● **PROBLEM STATEMENT**: Among the entries below, only the lines from the one with "TARGET = cloud bank" through the one with "TARGET = dog's eye" are to be retyped, exactly and without pictures.

● **SUPPLIED ENTRIES**:

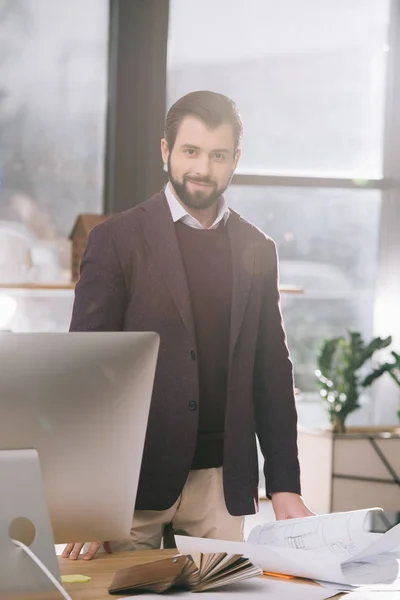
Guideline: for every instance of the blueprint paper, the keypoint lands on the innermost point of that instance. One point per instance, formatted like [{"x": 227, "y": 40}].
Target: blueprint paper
[{"x": 333, "y": 548}]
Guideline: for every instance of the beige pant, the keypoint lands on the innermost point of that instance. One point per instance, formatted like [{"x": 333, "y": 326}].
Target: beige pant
[{"x": 200, "y": 511}]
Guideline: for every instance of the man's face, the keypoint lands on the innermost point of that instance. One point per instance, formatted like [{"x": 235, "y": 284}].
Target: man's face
[{"x": 201, "y": 163}]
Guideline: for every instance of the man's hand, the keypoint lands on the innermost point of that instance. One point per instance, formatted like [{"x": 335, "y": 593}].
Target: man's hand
[
  {"x": 288, "y": 505},
  {"x": 73, "y": 551}
]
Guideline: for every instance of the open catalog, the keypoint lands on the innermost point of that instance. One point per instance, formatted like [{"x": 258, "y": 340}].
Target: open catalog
[
  {"x": 336, "y": 548},
  {"x": 196, "y": 572}
]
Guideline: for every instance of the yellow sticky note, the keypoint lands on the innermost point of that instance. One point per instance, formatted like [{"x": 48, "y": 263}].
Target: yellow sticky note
[{"x": 75, "y": 579}]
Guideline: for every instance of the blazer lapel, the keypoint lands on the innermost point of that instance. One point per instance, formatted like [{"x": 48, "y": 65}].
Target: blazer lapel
[
  {"x": 243, "y": 256},
  {"x": 159, "y": 231}
]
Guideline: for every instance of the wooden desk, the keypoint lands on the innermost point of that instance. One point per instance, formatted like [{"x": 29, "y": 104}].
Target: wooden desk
[{"x": 102, "y": 570}]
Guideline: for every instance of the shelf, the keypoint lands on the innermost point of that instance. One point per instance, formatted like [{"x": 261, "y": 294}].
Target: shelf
[
  {"x": 284, "y": 289},
  {"x": 37, "y": 286}
]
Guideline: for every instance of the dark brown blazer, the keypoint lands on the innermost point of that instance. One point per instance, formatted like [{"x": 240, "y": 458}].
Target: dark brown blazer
[{"x": 133, "y": 279}]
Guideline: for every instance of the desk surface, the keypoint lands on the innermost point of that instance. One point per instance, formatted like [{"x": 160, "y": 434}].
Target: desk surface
[{"x": 102, "y": 570}]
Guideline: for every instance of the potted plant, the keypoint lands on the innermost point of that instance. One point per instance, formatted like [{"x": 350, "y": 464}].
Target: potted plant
[
  {"x": 350, "y": 468},
  {"x": 339, "y": 374},
  {"x": 392, "y": 368}
]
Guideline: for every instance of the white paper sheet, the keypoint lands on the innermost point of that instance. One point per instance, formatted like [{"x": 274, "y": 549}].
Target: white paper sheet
[
  {"x": 343, "y": 565},
  {"x": 339, "y": 534},
  {"x": 263, "y": 588}
]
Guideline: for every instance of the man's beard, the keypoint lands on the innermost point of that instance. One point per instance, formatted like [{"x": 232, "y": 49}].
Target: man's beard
[{"x": 199, "y": 200}]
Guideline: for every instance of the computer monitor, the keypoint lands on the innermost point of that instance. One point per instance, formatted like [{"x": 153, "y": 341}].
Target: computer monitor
[{"x": 81, "y": 400}]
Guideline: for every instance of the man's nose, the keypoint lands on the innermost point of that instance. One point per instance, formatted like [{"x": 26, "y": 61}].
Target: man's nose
[{"x": 203, "y": 167}]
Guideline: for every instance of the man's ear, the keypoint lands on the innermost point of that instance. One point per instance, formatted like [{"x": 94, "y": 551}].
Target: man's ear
[
  {"x": 164, "y": 151},
  {"x": 238, "y": 154}
]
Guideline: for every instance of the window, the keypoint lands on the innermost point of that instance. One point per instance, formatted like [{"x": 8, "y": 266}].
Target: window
[
  {"x": 328, "y": 245},
  {"x": 308, "y": 78},
  {"x": 53, "y": 86}
]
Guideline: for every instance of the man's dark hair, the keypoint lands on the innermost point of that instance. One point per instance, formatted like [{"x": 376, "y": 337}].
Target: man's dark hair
[{"x": 211, "y": 108}]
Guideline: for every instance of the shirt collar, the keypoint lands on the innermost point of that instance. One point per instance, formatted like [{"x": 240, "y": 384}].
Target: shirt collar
[{"x": 179, "y": 213}]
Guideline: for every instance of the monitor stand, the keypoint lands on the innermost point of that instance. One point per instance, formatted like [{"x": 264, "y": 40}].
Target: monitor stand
[{"x": 24, "y": 516}]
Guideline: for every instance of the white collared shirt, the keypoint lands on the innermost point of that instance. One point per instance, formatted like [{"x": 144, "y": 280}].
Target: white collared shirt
[{"x": 179, "y": 213}]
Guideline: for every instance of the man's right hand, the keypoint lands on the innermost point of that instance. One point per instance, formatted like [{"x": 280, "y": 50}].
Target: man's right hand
[{"x": 72, "y": 551}]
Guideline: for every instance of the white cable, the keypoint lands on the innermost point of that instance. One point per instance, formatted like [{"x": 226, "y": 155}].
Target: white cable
[{"x": 43, "y": 567}]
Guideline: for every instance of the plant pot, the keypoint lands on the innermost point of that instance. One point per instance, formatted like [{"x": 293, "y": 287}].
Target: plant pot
[{"x": 354, "y": 470}]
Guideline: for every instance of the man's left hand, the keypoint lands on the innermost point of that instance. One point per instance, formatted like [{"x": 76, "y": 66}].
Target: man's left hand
[{"x": 288, "y": 505}]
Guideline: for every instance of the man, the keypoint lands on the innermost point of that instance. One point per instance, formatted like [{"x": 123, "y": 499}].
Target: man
[{"x": 186, "y": 266}]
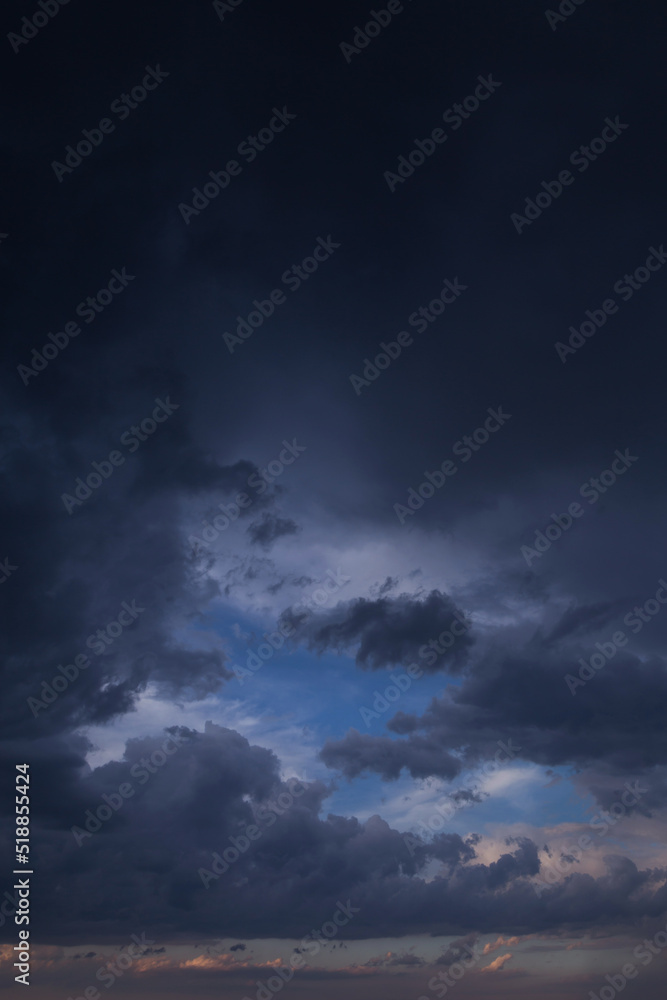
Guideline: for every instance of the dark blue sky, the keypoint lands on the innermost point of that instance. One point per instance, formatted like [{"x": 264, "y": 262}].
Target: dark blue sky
[{"x": 333, "y": 449}]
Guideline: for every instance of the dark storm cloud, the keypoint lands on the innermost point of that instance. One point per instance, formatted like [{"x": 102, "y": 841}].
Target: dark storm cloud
[
  {"x": 128, "y": 872},
  {"x": 392, "y": 630},
  {"x": 269, "y": 528},
  {"x": 612, "y": 722}
]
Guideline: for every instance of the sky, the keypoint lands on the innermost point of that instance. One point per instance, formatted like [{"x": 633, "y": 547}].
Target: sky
[{"x": 332, "y": 576}]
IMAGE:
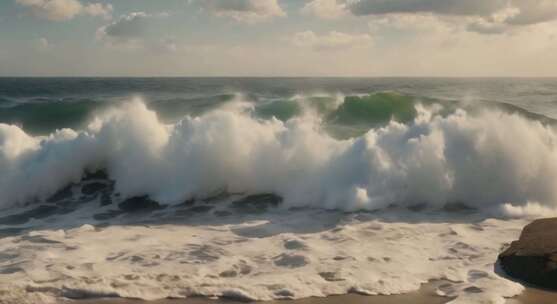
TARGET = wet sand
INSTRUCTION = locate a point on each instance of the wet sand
(424, 296)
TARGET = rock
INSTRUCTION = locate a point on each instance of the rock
(533, 258)
(255, 204)
(92, 188)
(139, 204)
(63, 194)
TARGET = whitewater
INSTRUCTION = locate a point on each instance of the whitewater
(312, 195)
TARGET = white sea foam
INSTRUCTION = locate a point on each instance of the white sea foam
(485, 160)
(276, 255)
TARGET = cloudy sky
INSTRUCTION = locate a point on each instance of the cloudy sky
(278, 38)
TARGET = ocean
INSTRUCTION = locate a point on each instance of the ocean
(269, 188)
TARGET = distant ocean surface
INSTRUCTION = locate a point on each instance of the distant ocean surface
(269, 188)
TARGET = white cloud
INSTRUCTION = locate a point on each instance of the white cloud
(325, 9)
(481, 16)
(98, 9)
(133, 31)
(43, 43)
(331, 41)
(411, 23)
(60, 10)
(248, 11)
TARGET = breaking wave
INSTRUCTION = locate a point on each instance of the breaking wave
(407, 153)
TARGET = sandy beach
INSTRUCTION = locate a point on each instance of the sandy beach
(426, 295)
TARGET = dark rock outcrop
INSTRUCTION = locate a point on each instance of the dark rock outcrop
(533, 258)
(255, 204)
(139, 204)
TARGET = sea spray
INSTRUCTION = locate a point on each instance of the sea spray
(483, 159)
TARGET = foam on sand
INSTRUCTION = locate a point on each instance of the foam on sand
(486, 160)
(276, 255)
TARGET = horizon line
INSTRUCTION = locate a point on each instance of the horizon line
(290, 77)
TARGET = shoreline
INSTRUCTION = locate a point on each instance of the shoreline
(426, 295)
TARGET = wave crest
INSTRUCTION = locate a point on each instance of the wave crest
(484, 159)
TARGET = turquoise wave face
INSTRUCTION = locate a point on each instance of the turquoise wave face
(44, 118)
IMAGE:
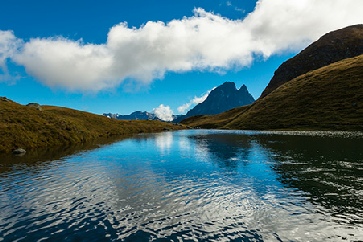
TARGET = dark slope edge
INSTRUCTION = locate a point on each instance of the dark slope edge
(29, 128)
(332, 47)
(330, 98)
(221, 99)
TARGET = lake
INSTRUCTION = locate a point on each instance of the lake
(191, 185)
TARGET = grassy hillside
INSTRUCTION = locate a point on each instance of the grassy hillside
(330, 98)
(29, 128)
(332, 47)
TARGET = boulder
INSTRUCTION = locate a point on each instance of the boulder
(19, 151)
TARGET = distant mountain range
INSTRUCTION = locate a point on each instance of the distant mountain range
(220, 99)
(137, 115)
(321, 88)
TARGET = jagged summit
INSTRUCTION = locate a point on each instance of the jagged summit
(223, 98)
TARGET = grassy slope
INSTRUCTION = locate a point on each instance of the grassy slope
(330, 98)
(29, 128)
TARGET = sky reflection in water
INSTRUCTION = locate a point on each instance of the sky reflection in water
(205, 185)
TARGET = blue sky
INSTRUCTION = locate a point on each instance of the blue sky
(122, 56)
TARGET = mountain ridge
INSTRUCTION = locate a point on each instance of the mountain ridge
(331, 47)
(327, 98)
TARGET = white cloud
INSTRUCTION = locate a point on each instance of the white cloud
(9, 44)
(164, 113)
(186, 106)
(205, 41)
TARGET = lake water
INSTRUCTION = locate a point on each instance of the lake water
(193, 185)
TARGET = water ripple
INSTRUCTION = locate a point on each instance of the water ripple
(116, 193)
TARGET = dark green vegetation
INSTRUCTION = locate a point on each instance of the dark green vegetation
(330, 98)
(330, 48)
(29, 128)
(319, 89)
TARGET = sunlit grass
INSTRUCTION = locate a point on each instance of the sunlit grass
(330, 98)
(29, 128)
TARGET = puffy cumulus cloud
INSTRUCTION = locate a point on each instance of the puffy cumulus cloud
(70, 64)
(186, 106)
(282, 25)
(9, 45)
(164, 113)
(205, 41)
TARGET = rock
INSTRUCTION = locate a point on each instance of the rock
(221, 99)
(35, 105)
(19, 151)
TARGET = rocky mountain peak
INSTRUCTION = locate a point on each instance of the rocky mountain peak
(223, 98)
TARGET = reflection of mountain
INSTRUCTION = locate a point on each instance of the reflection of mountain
(228, 149)
(327, 168)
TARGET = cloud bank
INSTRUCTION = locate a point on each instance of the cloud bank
(205, 41)
(186, 106)
(164, 113)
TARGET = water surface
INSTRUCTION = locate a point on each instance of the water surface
(194, 185)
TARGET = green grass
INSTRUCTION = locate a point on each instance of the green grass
(330, 98)
(29, 128)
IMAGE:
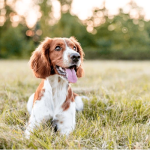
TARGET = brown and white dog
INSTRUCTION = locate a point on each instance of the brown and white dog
(58, 61)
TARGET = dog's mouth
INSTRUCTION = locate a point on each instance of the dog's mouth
(68, 73)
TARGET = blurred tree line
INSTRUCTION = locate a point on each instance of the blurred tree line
(101, 36)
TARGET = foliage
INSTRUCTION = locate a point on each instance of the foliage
(102, 36)
(115, 117)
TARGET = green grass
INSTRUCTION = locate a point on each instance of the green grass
(116, 116)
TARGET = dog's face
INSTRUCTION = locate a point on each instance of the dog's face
(62, 56)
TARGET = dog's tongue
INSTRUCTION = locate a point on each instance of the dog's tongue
(71, 75)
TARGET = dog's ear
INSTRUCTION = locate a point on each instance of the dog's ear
(80, 71)
(40, 60)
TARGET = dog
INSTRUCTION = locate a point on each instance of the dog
(58, 62)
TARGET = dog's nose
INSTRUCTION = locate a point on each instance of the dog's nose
(75, 57)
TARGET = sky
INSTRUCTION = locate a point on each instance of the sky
(82, 8)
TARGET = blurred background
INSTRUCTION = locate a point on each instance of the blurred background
(106, 29)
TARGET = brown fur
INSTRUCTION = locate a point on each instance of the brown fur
(39, 92)
(69, 98)
(80, 71)
(39, 60)
(45, 58)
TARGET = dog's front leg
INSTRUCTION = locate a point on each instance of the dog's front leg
(40, 113)
(65, 122)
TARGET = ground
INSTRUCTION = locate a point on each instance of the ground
(115, 116)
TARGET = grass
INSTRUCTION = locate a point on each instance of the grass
(116, 116)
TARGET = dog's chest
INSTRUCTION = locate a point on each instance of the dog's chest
(59, 89)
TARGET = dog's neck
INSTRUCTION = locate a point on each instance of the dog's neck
(59, 89)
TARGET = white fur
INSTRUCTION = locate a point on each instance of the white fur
(30, 103)
(50, 106)
(79, 103)
(66, 54)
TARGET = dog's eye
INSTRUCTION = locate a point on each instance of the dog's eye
(57, 48)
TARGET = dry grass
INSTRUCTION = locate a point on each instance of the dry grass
(116, 116)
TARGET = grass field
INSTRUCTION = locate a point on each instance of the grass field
(116, 116)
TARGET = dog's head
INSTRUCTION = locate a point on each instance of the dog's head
(62, 56)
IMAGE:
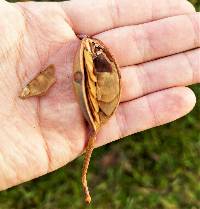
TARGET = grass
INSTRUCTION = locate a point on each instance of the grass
(156, 169)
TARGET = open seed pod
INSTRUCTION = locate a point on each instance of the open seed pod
(98, 88)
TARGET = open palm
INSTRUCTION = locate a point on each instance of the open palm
(156, 46)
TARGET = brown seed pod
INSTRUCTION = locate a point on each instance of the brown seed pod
(98, 88)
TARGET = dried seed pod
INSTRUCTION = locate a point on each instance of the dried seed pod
(98, 88)
(40, 84)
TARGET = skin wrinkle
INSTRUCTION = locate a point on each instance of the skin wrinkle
(121, 121)
(196, 30)
(191, 67)
(113, 7)
(144, 88)
(46, 147)
(155, 122)
(136, 43)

● **OUTPUT OF THE EXERCISE**:
TARGET = cloud bank
INSTRUCTION = locate a point on each instance of the cloud bank
(205, 41)
(186, 106)
(164, 113)
TARGET = water surface
INSTRUCTION = locate a point on each instance of the water surface
(194, 185)
TARGET = green grass
INSTRUCTION = locate a point on each instance of the green grass
(330, 98)
(29, 128)
IMAGE:
TARGET = brown and white dog
INSTRUCTION = locate a point on each instance of the brown and white dog
(58, 61)
TARGET = dog's mouth
INSTRUCTION = locate a point on each instance of the dog's mouth
(68, 73)
TARGET = blurred tree line
INSTRUCTION = locate a point on each instance of the blurred tree line
(101, 36)
TARGET = foliage
INSTRUCTION = locate a point on each instance of the foliage
(102, 36)
(115, 117)
TARGET = green grass
INSTRUCTION = locate a point on each instance of the green grass
(116, 116)
TARGET = dog's face
INSTRUCTION = locate a point on each instance of the dog's face
(62, 56)
TARGET = dog's tongue
INSTRUCTION = locate a point on each instance of the dog's tongue
(71, 75)
TARGET = dog's ear
INSTRUCTION = locate a point on each instance of the dog's ear
(80, 71)
(40, 60)
TARGET = dog
INSTRUCTION = locate a point on each instance of the dog
(58, 62)
TARGET = dog's nose
INSTRUCTION = locate a point on each instance of the dog's nose
(75, 57)
TARGET = sky
INSTRUCTION = locate a point on each instance of the sky
(82, 8)
TARGET = blurred background
INSTRUCTION = locate a point on each instance of the blurred background
(106, 29)
TARGET = brown fur
INSTRUCTION = locate a point on each instance of the brown fur
(39, 92)
(69, 98)
(80, 71)
(39, 60)
(45, 58)
TARGET = dog's front leg
INSTRUCTION = locate a point on each instance of the dog's front leg
(40, 113)
(65, 122)
TARGET = ground
INSTRUCTION = locate a point on each instance of the ground
(115, 116)
TARGET = grass
INSTRUCTION = locate a point on each instance of the grass
(116, 116)
TARGET = dog's chest
INSTRUCTION = locate a point on each instance of the dog's chest
(59, 89)
TARGET = dog's neck
INSTRUCTION = locate a point on each instance of the dog's neck
(59, 89)
TARGET = white fur
INSTRUCTION = locate a point on each instance of the white fur
(30, 103)
(50, 106)
(79, 103)
(66, 54)
TARGET = dog's eye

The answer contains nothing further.